+++ RECORDS FOR THIS EXERCISE

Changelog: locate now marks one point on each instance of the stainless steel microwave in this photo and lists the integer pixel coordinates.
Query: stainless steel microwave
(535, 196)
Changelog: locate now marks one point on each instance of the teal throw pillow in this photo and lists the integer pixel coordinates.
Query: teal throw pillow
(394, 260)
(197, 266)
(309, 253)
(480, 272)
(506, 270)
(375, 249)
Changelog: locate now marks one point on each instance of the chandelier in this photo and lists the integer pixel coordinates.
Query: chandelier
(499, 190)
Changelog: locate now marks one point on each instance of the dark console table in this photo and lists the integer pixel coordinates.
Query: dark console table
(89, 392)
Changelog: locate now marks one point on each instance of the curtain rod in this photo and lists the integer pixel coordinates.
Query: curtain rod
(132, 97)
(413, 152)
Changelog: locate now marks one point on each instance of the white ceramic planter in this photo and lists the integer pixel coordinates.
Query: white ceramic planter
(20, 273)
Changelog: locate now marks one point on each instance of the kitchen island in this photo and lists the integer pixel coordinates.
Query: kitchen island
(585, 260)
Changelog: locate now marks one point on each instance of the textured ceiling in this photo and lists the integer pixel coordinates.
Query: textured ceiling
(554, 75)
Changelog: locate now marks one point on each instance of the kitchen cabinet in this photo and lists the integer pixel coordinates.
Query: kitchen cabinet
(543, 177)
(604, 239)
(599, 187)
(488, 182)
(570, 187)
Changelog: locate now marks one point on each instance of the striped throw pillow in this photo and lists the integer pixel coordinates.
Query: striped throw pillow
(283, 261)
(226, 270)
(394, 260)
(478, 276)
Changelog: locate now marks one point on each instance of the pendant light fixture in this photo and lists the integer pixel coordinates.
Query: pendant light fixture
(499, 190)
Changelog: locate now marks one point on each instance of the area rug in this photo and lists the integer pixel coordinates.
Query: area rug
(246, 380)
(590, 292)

++++++

*WORK REQUEST*: Nothing but the lines from the one with "of the area" through the last line of the records above should be retyped, and those word for word.

*EXERCISE RESULT*:
Changelog: locate now marks one point on each instance of the area rug in this photo and lists the integer pixel coordinates.
Query: area rug
(246, 380)
(590, 292)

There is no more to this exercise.